● Supplied passage

+++

Tech & SaaS growth: Marketing tips from experienced fractional CMOs
Tech & SaaS growth: Marketing tips from experienced fractional CMOs

Technology and SaaS companies are up against many challenges: The industry is rapidly changing, requiring them to continually assess how to evolve their offerings to stay relevant and reach ideal buyers where they are.

SaaS products are also often more complex and less immediately tangible than physical products, putting the onus on businesses to clearly communicate their products’ value propositions, features, and benefits. Complex products typically involve longer sales cycles with more stakeholders, which requires deep and sustained engagement with prospects. Customer education is also important to ensure users get the most value from their products and continue renewing their subscriptions or contracts.

+++

● Information supplied
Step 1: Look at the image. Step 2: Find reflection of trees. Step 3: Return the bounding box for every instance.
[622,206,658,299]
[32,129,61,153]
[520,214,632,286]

+++

● Aim of the task
Could you pick up the SaaS marketing article right after its last sentence and carry it on? The material comes from a separate source.

● Response to the exercise
We invited three Authentic Fractional CMOs™, Kris Paulson, Eric Wanta, and Peter Zaballos, to provide marketing insights and recommendations to growing SaaS and technology companies. They share insights on the biggest growth challenges the industry faces today, essential marketing building blocks, and effective tactics and ROI metrics.

  1. What are the biggest growth challenges that the tech industry is facing today?

Peter: The fundamentals. How do you structure collaborative engagement and visibility into the entire sales funnel and process? This is super important as the buying decision for technology products often involves numerous interactions — digitally or with a sales rep — exploring how the product functions/performs, specifics about technical capabilities, and how it interacts with other systems.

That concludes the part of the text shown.